» TASK TO CARRY OUT
Emit the data below verbatim, stripping out any pictures.

» DATA FOR THIS TASK
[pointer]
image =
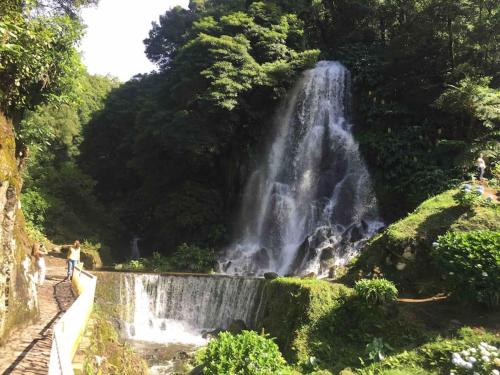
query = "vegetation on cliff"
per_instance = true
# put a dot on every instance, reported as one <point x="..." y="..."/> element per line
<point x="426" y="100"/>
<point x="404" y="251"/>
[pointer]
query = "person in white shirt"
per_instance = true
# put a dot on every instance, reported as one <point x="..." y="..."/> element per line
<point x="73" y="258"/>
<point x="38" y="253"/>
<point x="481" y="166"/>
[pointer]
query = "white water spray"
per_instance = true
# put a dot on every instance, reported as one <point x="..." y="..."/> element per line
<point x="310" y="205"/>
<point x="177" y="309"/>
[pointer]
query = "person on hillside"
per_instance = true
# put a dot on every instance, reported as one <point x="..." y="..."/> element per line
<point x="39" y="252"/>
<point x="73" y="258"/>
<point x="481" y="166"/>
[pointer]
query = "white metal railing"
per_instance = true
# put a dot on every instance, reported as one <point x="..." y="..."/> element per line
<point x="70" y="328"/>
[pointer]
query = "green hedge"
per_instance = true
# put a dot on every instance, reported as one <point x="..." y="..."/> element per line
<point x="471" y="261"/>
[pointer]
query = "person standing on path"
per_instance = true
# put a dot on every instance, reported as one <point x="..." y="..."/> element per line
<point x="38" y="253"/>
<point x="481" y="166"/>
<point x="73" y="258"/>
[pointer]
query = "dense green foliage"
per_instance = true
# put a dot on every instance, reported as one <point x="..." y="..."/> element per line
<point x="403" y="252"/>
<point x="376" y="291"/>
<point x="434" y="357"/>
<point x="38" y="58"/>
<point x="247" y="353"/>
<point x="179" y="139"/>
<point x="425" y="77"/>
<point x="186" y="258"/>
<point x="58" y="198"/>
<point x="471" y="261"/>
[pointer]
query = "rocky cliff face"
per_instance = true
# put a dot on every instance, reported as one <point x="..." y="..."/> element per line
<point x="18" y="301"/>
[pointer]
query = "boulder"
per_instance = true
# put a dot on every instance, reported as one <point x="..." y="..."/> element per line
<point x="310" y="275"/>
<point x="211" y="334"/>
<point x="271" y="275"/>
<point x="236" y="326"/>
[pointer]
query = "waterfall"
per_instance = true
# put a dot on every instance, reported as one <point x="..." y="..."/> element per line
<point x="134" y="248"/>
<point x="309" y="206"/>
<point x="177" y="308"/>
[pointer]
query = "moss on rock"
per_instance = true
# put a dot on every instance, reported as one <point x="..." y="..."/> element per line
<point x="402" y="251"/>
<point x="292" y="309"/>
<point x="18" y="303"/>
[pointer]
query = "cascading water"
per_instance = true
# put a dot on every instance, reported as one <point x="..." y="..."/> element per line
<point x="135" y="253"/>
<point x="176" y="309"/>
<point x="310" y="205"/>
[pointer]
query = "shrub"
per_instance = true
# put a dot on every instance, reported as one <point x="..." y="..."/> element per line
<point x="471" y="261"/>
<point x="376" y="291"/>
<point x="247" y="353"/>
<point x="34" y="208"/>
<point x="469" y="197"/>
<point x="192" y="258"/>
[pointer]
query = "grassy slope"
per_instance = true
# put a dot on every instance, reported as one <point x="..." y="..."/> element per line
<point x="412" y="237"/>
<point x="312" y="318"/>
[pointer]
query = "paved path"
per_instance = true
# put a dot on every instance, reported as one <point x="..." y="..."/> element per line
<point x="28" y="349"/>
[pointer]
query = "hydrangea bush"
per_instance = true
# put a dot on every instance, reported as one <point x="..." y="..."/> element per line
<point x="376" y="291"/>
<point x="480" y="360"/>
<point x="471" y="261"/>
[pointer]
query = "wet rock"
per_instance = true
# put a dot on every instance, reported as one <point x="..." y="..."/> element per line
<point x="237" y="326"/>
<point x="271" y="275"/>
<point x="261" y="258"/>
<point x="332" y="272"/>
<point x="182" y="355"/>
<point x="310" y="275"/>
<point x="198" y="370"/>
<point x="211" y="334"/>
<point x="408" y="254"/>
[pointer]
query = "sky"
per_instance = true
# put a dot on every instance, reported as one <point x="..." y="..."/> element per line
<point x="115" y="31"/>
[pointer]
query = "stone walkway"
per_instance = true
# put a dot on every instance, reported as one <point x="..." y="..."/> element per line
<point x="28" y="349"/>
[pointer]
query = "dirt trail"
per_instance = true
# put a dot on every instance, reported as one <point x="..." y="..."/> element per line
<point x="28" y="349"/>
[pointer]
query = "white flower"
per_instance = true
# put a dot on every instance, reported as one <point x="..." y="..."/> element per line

» THE OUTPUT
[pointer]
image =
query = "vegetation on cliff"
per_instance = true
# put a dot on every instance, reported as one <point x="..." y="..."/> element per line
<point x="426" y="100"/>
<point x="404" y="251"/>
[pointer]
query = "person in white shirt"
per_instance = true
# put a dot on every instance, reported as one <point x="..." y="..."/> element per line
<point x="73" y="258"/>
<point x="38" y="253"/>
<point x="481" y="166"/>
[pointer]
query = "white water spray"
per_instance = true
# put a dot on every instance, reported as one <point x="..." y="..."/> element per line
<point x="310" y="205"/>
<point x="177" y="309"/>
[pointer]
query = "person on hillside"
per_instance = true
# put a dot on every instance, reported as one <point x="..." y="..."/> element per line
<point x="39" y="252"/>
<point x="73" y="258"/>
<point x="481" y="166"/>
[pointer]
query = "white metal railing"
per_instance = true
# put a dot on every instance, reported as one <point x="..." y="..."/> element per line
<point x="70" y="328"/>
[pointer]
query = "green hedge"
per_instance = true
# put a dot on every instance, reported as one <point x="..." y="..."/> element per line
<point x="471" y="261"/>
[pointer]
query = "person standing on path"
per_instance = true
# put a dot on every instance, reported as one <point x="..." y="..."/> element per line
<point x="38" y="253"/>
<point x="481" y="166"/>
<point x="73" y="258"/>
[pointer]
query = "dense green foliage"
per_instance = true
# put a dot on every instance, reported as one <point x="..." y="..."/> element per line
<point x="403" y="252"/>
<point x="376" y="291"/>
<point x="434" y="357"/>
<point x="38" y="58"/>
<point x="247" y="353"/>
<point x="179" y="139"/>
<point x="425" y="77"/>
<point x="186" y="258"/>
<point x="58" y="198"/>
<point x="471" y="261"/>
[pointer]
query = "rocky cliff face"
per_instance = true
# put a dot on every instance, reported as one <point x="..." y="..."/> element per line
<point x="18" y="301"/>
[pointer]
query = "boulder"
per_instance = true
# put a dot on every instance, reported as one <point x="..." y="..."/> element per line
<point x="310" y="275"/>
<point x="211" y="334"/>
<point x="271" y="275"/>
<point x="236" y="326"/>
[pointer]
query = "waterfall"
per_instance = true
# put a dot on every instance, reported as one <point x="..." y="..."/> element per line
<point x="134" y="248"/>
<point x="309" y="206"/>
<point x="177" y="308"/>
[pointer]
query = "moss on rock"
per_instance = true
# put a dot on every instance, reported as one <point x="..." y="..."/> element per line
<point x="402" y="251"/>
<point x="292" y="309"/>
<point x="18" y="303"/>
[pointer]
query = "cascading water"
per_instance = true
# put a dot on every instance, reported as one <point x="..." y="..."/> element per line
<point x="135" y="253"/>
<point x="176" y="309"/>
<point x="310" y="205"/>
[pointer]
query = "shrub"
per_instance = true
# put a dot on every instance, reported as one <point x="..." y="..."/> element per line
<point x="471" y="261"/>
<point x="376" y="291"/>
<point x="247" y="353"/>
<point x="34" y="208"/>
<point x="469" y="197"/>
<point x="192" y="258"/>
[pointer]
query = "grassy slope"
per_instance = true
# put a dot on every instance, reported as one <point x="..." y="..."/> element per line
<point x="412" y="237"/>
<point x="312" y="318"/>
[pointer]
query = "paved path"
per_instance = true
# put a dot on every instance, reported as one <point x="..." y="..."/> element per line
<point x="28" y="349"/>
[pointer]
query = "hydrangea bush"
per_instance = true
# put a dot on every instance, reported as one <point x="..." y="..."/> element per line
<point x="376" y="291"/>
<point x="480" y="360"/>
<point x="471" y="261"/>
[pointer]
query = "wet rock"
per_instance = true
# put a dot on every instance, reported as one <point x="..." y="..."/> element per line
<point x="237" y="326"/>
<point x="271" y="275"/>
<point x="261" y="258"/>
<point x="332" y="272"/>
<point x="182" y="355"/>
<point x="310" y="275"/>
<point x="198" y="370"/>
<point x="211" y="334"/>
<point x="408" y="254"/>
[pointer]
query = "sky"
per_instance = true
# put a dot on every instance, reported as one <point x="..." y="..."/> element per line
<point x="115" y="31"/>
[pointer]
query = "stone walkway"
per_instance = true
# put a dot on every instance, reported as one <point x="..." y="..."/> element per line
<point x="28" y="349"/>
[pointer]
query = "dirt trail"
per_instance = true
# put a dot on every instance, reported as one <point x="..." y="..."/> element per line
<point x="28" y="349"/>
[pointer]
query = "white flower"
per_instance = true
# put a dot on every instance, reported as one <point x="..." y="..."/> element per line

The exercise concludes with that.